EXCERPTED TEXT –
######

The Center also said late Thursday afternoon it’s filing a Freedom of Information Act request seeking Mr. Zinke’s full report.

A host of other conservation and environmental groups expressed similar sentiments. Rhea Suh, president of the Natural Resources Defense Council, called the lack of detail “unacceptable,” as did many others.

“These are our public lands, and the public deserves to know what the administration plans to do with them,” said Whit Fosburgh, president and CEO of the Theodore Roosevelt Conservation Partnership. “These recommendations have the potential to impact the future of world-class hunting and fishing on some of America’s finest public lands and set a precedent for the future status of all national monuments, even those created by Theodore Roosevelt in 1906 — but we won’t know until the results of this public process are made public.”

The review, which began in April, initially included 27 monuments. Mr. Zinke has announced that he would recommend no changes to six of those.

He also made interim recommendations that the massive Bears Ears National Monument in Utah be greatly reduced in size; it’s unclear whether those recommendations remain the same in the study sent to the president Thursday. It’s also unclear whether he’s calling for any changes to the sprawling Grand Staircase-Escalante National Monument, a highly controversial Utah site created by President Clinton in 1996.

In an interview with The Associated Press, Mr. Zinke said that he’s making a long-term decision with respect to monuments to ensure that public land is both protected and accessible.

“There’s an expectation we need to look out 100 years from now to keep the public land experience alive in this country,” he said. “You can protect the monument by keeping public access to traditional uses.”

Whatever the recommendations say, lawmakers argue that the Antiquities Act, the 1906 law that gives presidents power to create monuments, must be changed. Past presidents, especially President Obama, frequently used the act to shut off massive swaths of land and sea to energy development and other activities.

“It’s also incumbent on Congress to pursue reforms to the act that ensure it is being used to protect antiquities while providing meaningful local input in the designation process and reasonable continued public access to these iconic areas,” Rep. Rob Bishop, Utah Republican and chairman of the House Natural Resources Committee, said in a statement. “Ultimately, only Congress can restore integrity to this law and prevent future abuses.”

######

RECORD EXCERPTS –
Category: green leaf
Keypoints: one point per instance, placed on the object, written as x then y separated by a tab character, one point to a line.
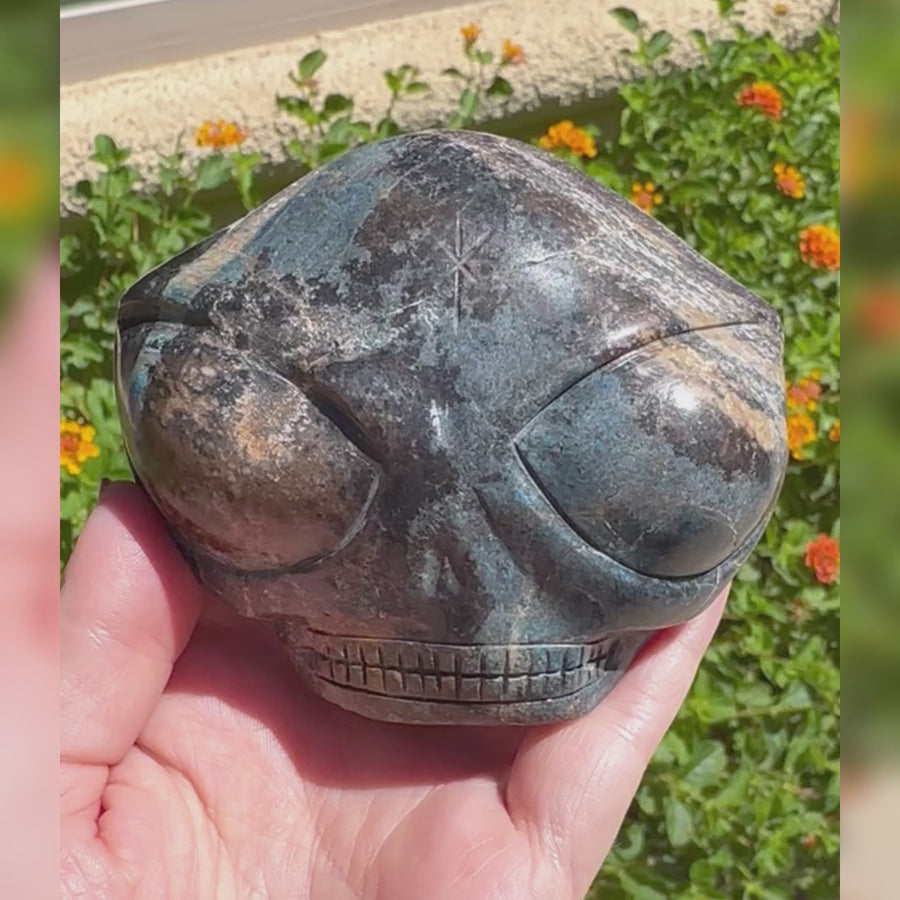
468	104
499	87
658	45
212	172
637	890
310	64
627	19
700	40
299	108
706	765
679	823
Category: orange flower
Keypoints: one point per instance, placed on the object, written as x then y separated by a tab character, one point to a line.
804	394
801	431
512	53
789	181
566	136
470	33
765	97
220	134
76	445
823	556
645	196
820	247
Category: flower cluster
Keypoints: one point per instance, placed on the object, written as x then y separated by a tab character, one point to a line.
789	181
801	430
645	196
220	134
820	247
762	96
823	556
801	399
567	136
76	445
512	53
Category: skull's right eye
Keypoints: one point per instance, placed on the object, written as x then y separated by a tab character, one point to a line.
250	471
669	457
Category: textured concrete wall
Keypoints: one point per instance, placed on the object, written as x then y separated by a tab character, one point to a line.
572	48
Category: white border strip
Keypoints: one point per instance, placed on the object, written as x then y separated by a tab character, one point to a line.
91	9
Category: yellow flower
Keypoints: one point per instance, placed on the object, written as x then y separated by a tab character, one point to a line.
21	184
512	53
220	134
76	445
566	136
820	247
645	196
801	431
789	181
470	33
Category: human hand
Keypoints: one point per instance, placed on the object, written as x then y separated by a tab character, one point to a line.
195	764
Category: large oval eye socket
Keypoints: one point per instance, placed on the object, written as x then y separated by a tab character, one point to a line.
667	458
252	472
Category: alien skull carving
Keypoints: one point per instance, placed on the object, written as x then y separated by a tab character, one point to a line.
467	426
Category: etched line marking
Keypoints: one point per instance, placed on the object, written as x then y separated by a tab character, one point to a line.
460	256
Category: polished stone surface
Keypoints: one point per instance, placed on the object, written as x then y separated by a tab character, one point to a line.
467	426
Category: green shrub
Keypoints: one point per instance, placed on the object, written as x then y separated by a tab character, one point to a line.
741	799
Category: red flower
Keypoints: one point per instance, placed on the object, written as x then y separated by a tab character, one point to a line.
823	556
765	97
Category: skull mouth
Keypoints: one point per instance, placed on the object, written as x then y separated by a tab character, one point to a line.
448	673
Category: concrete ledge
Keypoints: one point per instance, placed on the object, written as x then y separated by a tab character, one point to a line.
572	47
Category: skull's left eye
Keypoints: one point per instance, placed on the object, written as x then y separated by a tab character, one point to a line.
669	457
253	472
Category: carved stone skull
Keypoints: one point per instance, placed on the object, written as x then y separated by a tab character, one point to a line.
466	425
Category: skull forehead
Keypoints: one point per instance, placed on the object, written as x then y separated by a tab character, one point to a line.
464	252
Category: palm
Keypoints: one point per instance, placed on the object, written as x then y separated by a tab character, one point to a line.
240	783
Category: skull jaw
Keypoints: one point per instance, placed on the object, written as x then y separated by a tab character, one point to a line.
419	682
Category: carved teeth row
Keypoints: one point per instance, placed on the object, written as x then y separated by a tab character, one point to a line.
462	673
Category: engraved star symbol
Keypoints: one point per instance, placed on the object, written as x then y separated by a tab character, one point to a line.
460	255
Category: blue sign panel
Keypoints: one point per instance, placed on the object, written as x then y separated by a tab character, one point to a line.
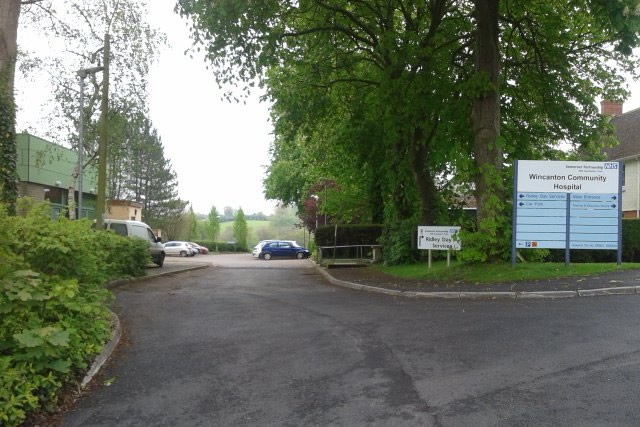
541	220
606	197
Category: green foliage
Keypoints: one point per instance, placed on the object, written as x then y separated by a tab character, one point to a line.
212	226
380	100
69	249
361	234
53	306
396	240
240	230
496	272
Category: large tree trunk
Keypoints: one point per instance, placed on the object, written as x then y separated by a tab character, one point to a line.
425	181
9	13
486	114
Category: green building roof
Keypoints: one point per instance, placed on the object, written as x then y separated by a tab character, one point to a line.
46	163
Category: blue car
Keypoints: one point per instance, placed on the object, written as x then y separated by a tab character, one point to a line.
283	249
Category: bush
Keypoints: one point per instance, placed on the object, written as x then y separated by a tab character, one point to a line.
397	239
360	234
53	307
71	249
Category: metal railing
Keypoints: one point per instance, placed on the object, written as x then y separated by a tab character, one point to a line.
370	253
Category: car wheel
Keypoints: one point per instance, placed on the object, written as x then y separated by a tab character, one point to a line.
160	261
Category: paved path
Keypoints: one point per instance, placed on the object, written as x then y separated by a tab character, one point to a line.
252	343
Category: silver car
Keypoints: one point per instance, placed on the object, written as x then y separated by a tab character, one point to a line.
176	248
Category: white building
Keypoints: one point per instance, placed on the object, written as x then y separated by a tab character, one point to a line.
627	129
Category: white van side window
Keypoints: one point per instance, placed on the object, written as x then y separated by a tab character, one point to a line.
120	229
139	231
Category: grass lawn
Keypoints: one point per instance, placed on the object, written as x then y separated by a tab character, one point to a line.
494	273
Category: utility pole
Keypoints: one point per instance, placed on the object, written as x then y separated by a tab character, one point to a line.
82	74
104	135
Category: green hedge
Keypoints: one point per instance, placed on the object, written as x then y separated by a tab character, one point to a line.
361	234
630	248
53	305
221	246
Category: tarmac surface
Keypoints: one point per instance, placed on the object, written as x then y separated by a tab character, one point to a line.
248	343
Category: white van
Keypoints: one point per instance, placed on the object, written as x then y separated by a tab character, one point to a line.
141	230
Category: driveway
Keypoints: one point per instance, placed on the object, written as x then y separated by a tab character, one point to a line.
270	343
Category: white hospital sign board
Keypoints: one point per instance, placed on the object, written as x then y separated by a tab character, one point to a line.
542	176
438	238
567	205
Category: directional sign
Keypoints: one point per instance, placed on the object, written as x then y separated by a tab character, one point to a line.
438	238
541	220
567	205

######

WRITTEN EXERCISE –
Translate this sentence from the national monuments text into Spanish: "The review, which began in April, initially included 27 monuments." The records have no connection to the national monuments text.

RESULT –
La revisión, que comenzó en abril, incluía inicialmente 27 monumentos.